**Problem details**. Check each line of the listing for the word "green" and report the ones that have it.
---------- Given data
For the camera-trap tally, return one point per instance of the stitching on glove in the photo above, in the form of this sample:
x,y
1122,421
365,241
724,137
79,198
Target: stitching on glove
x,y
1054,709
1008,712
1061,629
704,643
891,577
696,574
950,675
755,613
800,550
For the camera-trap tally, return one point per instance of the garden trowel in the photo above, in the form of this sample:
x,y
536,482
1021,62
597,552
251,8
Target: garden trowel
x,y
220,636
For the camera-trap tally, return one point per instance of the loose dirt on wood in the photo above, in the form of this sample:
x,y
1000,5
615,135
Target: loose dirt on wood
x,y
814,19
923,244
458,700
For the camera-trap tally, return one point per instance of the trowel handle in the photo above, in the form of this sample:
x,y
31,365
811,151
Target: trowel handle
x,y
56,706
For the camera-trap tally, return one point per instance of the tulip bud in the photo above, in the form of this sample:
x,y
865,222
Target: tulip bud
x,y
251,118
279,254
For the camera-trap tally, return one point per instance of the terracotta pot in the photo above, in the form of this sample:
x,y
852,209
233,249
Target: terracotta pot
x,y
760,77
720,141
--------------------
---------- Given data
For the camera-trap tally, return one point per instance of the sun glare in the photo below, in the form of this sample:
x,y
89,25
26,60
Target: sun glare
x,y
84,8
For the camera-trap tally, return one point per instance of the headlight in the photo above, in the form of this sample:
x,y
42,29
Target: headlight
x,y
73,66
--------------------
---------- Given data
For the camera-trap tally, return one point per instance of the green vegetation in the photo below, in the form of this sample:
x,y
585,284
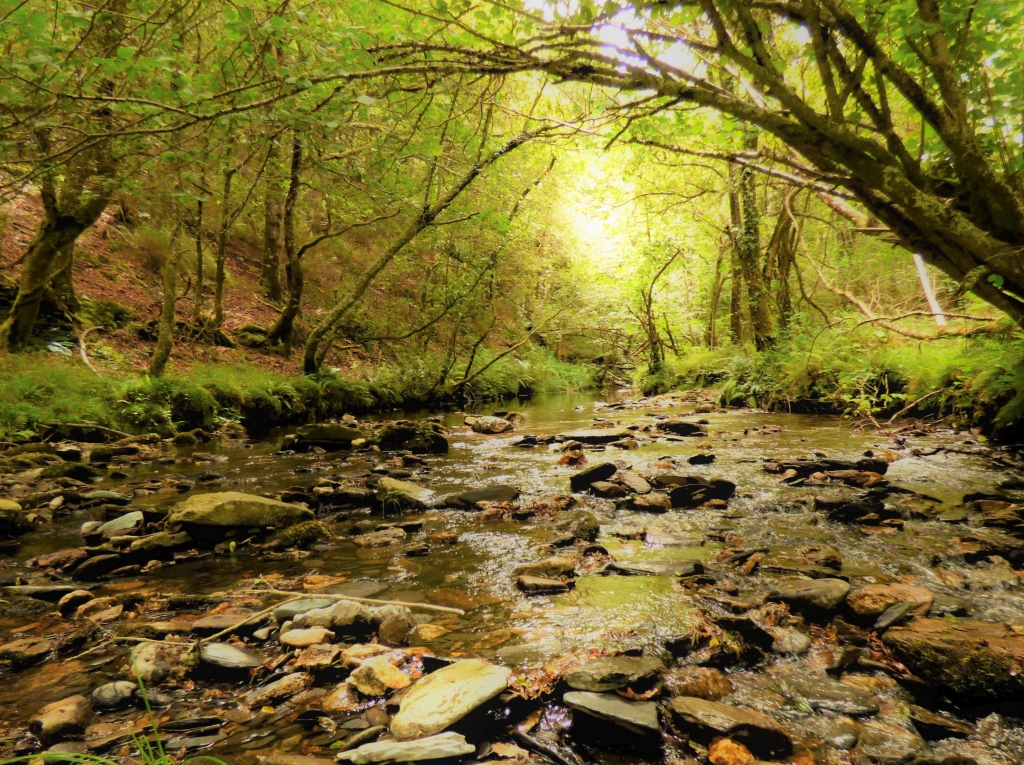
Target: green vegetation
--------------------
**Solution to the exercise**.
For the camera-trap tally, return one point per instance of the green vegetation in the photo below, in the form of this sample:
Target: green vegetation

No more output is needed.